# Data excerpts
════════
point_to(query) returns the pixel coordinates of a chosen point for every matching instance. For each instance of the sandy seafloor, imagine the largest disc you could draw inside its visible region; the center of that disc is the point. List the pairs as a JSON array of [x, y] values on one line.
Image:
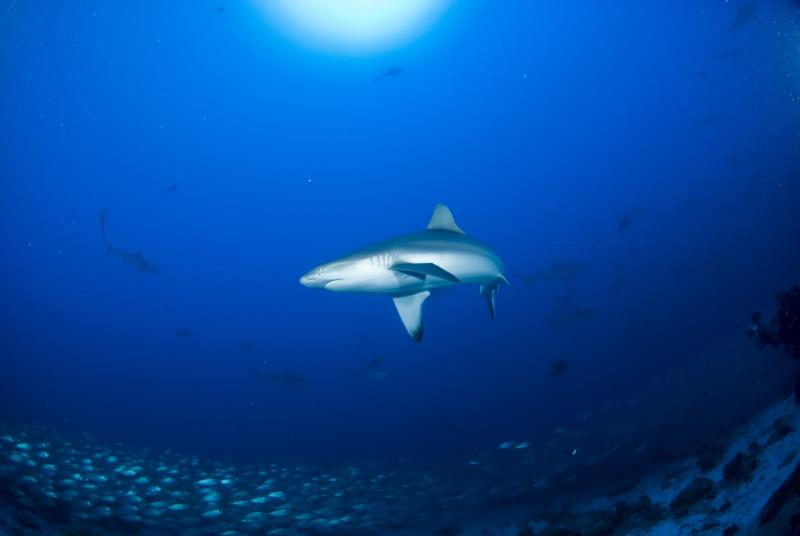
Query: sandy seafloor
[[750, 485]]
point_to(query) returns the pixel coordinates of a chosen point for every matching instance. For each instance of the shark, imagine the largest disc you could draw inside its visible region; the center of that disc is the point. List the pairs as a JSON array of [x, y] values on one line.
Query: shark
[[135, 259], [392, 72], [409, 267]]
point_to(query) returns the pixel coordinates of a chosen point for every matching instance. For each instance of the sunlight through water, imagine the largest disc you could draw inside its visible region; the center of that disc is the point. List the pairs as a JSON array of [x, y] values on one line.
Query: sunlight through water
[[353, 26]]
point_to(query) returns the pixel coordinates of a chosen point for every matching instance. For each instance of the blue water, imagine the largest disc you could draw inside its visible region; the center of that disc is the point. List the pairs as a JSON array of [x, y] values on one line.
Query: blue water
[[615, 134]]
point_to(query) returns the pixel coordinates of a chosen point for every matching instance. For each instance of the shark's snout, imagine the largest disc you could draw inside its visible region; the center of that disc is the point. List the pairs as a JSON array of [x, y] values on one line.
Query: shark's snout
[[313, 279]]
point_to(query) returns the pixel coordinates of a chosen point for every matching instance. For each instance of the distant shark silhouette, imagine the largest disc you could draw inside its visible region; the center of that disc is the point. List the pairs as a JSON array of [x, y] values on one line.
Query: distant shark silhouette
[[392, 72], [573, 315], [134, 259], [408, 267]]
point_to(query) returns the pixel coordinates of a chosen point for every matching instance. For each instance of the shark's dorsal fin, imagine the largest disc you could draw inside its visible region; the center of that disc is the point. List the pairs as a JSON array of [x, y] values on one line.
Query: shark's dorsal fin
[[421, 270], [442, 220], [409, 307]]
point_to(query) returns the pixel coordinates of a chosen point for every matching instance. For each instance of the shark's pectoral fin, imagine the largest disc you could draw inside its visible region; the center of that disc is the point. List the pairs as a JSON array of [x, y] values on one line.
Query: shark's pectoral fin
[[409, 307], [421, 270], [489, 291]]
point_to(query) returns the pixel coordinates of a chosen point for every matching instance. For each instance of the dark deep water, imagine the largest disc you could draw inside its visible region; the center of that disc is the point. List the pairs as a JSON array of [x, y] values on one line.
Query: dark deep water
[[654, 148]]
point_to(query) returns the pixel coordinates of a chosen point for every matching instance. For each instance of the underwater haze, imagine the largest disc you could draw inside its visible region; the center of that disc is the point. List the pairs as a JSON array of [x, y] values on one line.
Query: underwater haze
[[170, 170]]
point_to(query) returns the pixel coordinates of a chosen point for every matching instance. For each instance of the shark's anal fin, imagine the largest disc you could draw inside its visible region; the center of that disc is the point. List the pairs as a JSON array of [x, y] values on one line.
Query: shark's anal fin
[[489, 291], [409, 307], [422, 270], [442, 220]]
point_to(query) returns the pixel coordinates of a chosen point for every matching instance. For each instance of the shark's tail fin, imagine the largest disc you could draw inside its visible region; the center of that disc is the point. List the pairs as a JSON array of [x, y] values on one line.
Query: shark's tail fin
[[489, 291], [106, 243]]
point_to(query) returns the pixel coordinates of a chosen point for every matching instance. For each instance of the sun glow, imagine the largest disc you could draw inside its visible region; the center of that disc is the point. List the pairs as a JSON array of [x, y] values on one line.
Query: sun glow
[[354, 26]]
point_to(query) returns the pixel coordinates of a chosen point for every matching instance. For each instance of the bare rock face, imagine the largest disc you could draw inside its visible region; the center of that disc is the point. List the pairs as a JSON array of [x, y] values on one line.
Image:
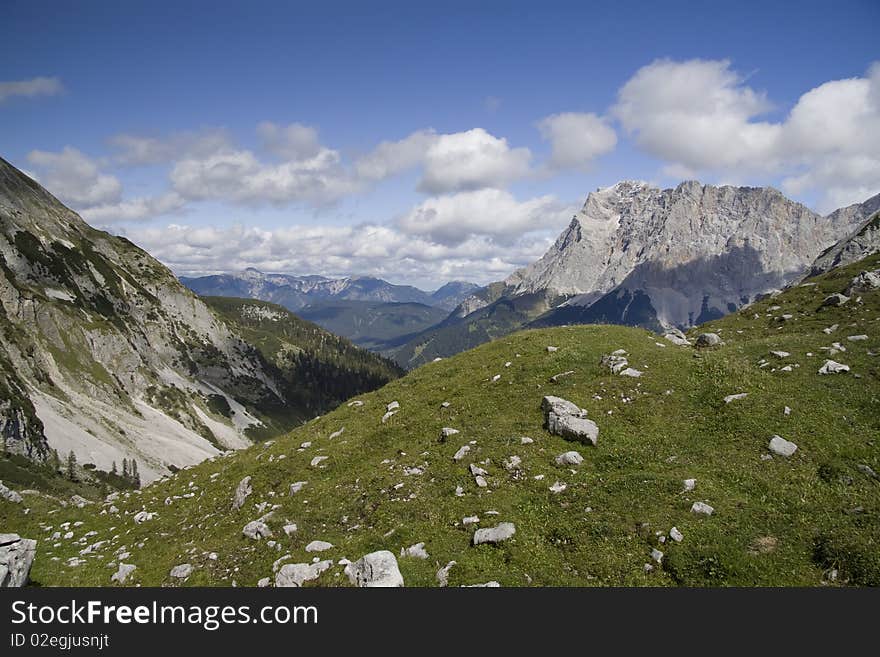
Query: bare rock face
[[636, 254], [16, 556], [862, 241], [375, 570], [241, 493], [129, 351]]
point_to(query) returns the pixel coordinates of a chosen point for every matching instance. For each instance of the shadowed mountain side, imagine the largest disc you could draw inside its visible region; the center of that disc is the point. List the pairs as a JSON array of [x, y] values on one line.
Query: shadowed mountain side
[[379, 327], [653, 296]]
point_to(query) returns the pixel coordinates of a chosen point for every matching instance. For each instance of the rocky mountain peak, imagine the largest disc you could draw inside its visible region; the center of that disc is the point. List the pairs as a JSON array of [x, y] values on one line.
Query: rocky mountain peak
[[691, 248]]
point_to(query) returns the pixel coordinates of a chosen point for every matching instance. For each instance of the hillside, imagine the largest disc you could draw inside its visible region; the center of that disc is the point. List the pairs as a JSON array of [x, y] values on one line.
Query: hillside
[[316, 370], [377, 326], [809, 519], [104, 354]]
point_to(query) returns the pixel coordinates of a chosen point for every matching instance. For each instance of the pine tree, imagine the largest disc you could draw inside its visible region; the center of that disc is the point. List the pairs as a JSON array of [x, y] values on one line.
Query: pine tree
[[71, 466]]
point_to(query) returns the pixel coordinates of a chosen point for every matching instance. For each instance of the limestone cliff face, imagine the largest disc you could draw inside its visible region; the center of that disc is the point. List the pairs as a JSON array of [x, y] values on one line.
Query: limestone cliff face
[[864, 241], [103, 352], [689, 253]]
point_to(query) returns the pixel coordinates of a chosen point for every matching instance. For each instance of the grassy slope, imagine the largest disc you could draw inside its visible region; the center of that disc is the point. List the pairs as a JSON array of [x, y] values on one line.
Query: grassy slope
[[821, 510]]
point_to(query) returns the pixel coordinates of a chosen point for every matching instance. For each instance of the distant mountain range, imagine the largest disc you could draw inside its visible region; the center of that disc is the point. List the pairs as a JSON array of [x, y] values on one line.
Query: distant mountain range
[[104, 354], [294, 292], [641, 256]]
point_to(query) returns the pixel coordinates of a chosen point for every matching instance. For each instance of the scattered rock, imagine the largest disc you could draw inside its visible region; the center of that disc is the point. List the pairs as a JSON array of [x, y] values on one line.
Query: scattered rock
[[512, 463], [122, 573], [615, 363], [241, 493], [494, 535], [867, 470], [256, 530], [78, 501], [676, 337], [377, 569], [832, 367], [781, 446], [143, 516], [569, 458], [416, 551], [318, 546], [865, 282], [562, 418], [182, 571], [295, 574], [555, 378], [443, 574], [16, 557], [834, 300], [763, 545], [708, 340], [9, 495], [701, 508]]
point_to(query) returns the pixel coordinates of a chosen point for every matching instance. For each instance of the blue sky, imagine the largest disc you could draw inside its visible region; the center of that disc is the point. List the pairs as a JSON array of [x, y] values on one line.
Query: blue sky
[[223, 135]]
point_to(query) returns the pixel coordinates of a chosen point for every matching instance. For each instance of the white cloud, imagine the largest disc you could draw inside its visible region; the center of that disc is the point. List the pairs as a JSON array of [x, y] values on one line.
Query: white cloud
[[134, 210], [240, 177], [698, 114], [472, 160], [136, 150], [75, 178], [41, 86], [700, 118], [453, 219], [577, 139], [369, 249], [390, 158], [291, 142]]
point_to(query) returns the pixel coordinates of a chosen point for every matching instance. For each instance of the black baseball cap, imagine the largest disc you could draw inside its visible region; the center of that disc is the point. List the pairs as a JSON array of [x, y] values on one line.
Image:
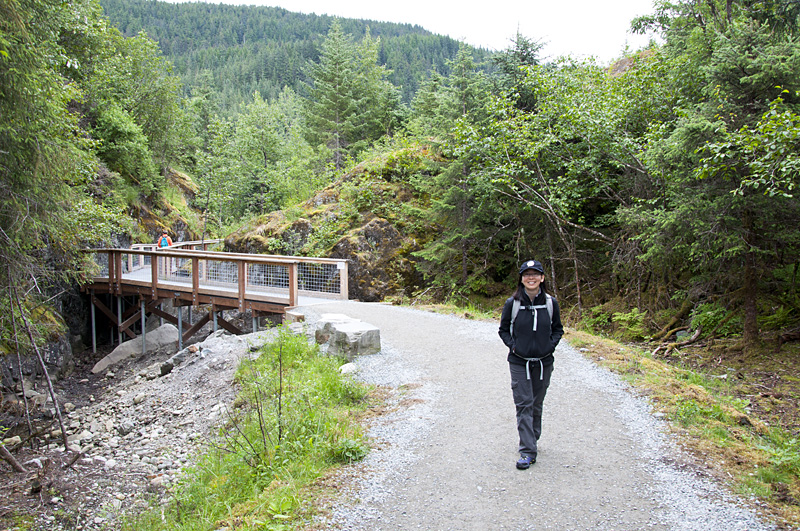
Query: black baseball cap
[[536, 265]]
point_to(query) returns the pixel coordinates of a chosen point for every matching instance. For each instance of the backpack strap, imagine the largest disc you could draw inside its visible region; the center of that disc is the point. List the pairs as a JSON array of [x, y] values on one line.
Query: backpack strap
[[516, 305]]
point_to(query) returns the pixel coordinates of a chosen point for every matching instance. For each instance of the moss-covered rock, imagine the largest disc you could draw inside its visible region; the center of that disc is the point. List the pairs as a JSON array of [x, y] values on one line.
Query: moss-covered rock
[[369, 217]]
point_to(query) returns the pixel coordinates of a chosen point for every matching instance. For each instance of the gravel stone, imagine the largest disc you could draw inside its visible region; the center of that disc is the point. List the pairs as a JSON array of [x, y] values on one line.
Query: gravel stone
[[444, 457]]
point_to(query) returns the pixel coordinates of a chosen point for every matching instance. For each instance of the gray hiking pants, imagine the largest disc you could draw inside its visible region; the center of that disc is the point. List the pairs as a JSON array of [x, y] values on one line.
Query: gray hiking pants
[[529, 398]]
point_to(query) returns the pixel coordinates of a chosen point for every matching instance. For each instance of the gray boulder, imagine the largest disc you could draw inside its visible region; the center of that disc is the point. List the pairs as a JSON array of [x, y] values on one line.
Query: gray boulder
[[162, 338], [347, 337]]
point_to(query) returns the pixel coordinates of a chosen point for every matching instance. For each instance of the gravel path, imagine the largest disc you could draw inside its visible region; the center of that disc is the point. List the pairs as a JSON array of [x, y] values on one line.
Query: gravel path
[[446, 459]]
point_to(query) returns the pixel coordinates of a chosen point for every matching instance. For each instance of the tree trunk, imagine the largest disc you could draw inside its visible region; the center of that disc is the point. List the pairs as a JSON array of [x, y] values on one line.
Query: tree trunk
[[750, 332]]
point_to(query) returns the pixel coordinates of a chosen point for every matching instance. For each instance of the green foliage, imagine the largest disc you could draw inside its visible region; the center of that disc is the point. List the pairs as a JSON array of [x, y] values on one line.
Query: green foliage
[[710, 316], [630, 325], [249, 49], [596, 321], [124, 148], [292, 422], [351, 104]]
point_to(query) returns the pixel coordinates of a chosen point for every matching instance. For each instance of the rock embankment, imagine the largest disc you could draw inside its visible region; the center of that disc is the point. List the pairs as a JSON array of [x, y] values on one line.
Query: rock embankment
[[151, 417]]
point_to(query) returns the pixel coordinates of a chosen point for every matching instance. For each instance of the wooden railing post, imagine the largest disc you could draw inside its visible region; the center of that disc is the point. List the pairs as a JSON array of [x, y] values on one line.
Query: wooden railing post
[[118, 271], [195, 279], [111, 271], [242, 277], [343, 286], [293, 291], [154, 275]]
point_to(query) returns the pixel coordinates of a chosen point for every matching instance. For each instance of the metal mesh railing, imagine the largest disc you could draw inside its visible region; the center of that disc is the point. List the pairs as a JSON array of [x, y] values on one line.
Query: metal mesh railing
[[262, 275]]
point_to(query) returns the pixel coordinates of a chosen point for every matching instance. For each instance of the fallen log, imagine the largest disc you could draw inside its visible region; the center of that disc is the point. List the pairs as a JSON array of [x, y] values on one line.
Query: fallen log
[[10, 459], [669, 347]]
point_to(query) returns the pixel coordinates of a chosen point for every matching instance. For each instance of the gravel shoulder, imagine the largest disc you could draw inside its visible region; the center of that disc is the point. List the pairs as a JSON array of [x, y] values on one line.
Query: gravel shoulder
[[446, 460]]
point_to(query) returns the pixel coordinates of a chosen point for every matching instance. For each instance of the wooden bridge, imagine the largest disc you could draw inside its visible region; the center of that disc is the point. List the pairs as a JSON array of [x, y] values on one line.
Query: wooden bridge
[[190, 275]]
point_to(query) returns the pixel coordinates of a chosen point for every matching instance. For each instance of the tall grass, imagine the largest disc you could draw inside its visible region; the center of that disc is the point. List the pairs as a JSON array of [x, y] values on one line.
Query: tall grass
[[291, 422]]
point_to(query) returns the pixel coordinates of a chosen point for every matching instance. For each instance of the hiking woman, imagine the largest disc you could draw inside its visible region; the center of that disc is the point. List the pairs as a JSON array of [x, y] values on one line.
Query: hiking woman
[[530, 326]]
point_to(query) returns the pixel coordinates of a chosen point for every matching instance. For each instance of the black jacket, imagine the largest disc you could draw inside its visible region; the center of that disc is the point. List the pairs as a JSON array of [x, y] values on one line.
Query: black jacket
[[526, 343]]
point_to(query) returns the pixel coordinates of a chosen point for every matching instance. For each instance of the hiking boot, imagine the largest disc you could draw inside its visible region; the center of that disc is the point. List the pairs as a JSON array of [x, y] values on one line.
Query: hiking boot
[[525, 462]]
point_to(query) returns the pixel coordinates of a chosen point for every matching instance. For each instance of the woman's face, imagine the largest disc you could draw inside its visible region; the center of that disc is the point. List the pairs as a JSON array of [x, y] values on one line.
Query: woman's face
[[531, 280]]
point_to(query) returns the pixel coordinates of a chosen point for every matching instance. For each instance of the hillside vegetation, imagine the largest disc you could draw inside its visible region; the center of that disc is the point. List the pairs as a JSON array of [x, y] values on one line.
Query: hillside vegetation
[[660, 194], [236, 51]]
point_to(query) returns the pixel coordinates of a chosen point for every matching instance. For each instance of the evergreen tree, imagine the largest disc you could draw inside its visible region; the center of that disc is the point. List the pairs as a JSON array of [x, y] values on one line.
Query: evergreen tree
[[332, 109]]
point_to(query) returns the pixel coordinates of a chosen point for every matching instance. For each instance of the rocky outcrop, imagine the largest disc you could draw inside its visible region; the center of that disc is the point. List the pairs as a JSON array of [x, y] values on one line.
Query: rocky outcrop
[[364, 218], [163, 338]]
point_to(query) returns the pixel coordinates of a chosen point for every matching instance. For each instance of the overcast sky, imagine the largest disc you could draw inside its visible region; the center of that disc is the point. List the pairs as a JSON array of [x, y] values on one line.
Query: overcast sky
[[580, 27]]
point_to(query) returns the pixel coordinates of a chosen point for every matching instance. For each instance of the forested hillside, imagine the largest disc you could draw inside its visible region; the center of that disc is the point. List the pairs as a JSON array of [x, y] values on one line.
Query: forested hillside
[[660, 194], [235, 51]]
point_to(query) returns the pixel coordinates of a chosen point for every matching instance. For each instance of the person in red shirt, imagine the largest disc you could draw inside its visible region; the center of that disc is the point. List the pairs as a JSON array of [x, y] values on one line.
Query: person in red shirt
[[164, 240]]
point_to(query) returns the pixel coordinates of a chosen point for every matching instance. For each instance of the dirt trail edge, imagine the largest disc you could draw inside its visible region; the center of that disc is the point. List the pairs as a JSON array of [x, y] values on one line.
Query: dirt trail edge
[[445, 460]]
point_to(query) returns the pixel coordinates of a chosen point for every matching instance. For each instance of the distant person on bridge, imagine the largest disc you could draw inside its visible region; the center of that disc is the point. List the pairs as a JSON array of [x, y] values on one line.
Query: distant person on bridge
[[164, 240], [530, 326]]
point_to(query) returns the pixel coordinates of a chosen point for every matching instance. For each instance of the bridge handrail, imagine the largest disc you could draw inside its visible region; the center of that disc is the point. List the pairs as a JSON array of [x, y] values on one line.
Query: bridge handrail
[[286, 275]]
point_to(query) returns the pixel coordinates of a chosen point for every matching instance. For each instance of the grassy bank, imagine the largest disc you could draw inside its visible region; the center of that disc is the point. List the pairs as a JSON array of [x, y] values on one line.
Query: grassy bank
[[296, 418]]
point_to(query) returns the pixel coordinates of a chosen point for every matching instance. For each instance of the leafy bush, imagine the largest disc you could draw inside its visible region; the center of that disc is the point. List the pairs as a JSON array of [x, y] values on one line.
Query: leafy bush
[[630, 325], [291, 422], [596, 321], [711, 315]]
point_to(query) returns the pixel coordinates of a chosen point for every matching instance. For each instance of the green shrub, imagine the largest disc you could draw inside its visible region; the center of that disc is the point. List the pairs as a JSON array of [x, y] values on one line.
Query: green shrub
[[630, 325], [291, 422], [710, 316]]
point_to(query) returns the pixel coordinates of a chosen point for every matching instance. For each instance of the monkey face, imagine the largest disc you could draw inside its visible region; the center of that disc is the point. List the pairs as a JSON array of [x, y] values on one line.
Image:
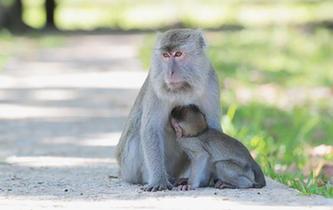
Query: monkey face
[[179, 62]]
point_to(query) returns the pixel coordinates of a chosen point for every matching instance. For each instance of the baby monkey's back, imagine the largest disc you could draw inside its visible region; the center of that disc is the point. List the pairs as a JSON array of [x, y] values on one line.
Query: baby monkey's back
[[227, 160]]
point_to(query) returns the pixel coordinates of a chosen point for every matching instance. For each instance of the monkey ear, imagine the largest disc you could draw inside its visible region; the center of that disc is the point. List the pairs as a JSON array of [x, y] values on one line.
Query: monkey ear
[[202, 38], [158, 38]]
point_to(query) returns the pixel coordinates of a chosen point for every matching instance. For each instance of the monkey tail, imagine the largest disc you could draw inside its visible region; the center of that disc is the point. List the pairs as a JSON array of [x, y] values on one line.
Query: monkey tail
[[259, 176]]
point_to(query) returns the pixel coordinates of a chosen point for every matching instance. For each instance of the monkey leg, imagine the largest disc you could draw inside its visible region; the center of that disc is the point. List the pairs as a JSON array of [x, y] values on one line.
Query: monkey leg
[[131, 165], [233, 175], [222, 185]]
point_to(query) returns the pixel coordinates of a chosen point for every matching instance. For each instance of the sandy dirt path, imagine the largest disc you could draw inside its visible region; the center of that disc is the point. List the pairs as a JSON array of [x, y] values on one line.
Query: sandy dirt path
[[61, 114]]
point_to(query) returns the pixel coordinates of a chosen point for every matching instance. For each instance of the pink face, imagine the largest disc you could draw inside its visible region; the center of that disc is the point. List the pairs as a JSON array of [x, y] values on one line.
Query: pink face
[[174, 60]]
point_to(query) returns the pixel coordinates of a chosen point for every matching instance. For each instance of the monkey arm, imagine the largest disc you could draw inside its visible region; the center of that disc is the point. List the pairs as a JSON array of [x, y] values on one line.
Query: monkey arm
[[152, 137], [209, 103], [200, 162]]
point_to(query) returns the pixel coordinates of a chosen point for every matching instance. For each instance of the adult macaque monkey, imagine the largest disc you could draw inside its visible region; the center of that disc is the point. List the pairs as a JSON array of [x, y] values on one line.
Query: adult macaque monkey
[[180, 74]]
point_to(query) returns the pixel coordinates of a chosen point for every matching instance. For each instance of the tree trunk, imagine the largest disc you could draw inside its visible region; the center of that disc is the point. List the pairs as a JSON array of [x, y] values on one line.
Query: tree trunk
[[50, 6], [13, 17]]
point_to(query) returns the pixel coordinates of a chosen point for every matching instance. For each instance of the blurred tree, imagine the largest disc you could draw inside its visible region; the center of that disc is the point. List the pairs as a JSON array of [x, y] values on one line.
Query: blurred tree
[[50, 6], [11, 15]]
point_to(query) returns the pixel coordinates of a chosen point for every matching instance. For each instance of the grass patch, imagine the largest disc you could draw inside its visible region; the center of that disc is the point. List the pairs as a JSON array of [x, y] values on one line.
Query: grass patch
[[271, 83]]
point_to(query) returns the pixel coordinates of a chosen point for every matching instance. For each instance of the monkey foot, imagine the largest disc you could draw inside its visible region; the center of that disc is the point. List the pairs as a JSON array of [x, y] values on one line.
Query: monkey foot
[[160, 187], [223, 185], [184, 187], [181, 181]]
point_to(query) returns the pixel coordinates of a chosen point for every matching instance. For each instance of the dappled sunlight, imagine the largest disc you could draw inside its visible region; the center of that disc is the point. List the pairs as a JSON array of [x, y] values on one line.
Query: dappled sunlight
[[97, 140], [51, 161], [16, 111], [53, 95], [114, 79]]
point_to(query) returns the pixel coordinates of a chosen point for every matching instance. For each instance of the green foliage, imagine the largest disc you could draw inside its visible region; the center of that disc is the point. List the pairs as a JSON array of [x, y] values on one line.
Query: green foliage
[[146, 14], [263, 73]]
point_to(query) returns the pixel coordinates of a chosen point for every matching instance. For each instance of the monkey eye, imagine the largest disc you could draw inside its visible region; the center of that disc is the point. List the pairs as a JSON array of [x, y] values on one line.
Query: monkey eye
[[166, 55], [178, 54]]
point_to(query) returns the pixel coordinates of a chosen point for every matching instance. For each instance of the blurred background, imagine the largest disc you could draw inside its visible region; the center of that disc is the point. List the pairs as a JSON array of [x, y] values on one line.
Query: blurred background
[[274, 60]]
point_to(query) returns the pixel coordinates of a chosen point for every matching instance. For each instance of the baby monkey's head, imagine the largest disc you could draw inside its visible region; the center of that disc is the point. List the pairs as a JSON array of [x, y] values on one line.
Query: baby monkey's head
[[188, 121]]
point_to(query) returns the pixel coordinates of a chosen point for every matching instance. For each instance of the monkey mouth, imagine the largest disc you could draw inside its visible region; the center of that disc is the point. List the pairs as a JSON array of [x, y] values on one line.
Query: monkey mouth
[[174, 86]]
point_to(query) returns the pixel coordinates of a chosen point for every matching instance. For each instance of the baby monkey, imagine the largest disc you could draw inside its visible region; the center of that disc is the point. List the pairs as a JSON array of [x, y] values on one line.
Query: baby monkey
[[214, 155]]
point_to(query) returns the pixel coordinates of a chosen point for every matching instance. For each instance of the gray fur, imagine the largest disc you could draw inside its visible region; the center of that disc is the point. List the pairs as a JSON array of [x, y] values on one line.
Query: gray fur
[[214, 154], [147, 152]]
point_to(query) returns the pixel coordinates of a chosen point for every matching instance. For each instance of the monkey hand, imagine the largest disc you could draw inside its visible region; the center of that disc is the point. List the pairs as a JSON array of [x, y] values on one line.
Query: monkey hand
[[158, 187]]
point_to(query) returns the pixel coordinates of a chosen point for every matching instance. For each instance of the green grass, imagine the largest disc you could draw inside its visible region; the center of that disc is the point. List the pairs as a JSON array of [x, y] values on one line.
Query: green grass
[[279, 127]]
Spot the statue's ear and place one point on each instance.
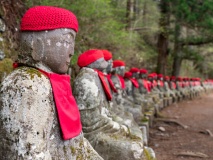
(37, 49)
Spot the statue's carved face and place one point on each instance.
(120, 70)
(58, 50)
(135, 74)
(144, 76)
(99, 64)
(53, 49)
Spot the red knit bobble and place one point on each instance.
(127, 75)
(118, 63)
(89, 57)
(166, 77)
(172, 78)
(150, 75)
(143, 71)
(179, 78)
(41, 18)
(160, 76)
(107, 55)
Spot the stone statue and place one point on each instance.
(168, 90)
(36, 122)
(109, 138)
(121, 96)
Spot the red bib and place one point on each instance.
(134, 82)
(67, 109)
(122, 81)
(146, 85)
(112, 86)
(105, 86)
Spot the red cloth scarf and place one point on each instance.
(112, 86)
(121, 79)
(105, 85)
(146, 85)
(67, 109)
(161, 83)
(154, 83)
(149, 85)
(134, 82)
════════
# Problem
Of all the entries above, output exactly the lines between the one holding "blurred background, imagine" and the one holding "baby monkey, imagine", inclusive.

# Answer box
point_to(query) returns the pixel coordinates of a chosen point for every matching instance. For each instance of the blurred background, imagine the largest disc you could draw inside its visible region; the center of that disc is the point. List the pairs as a JSON array of [x, y] values on one line.
Query: blurred background
[[274, 60]]
point_to(query) returns the pixel coordinates of a chosen point for every matching instance. For each instance of the baby monkey's head, imagine the largest disc you could draw inside its visible region; the center of that disc is the point. List the pairs as a JSON array of [x, y] values on one line.
Query: baby monkey's head
[[188, 121]]
point_to(query) returns the pixel coordinates of a chosen point for every matching instance. For each instance of the monkey mouth, imagine the largest disc you could draw inside its visible region; the center of that disc is the point. List the pairs as a JSON array of [x, y] values on one line.
Query: monkey mouth
[[174, 86]]
point_to(query) returns the pixel coordinates of a chosen point for every matching instance. For each instance of the baby monkey, imagine the largest disc you could draw inside its visible region; the center of that disc is the point. List the pairs as a JSON array of [x, y] values on one line.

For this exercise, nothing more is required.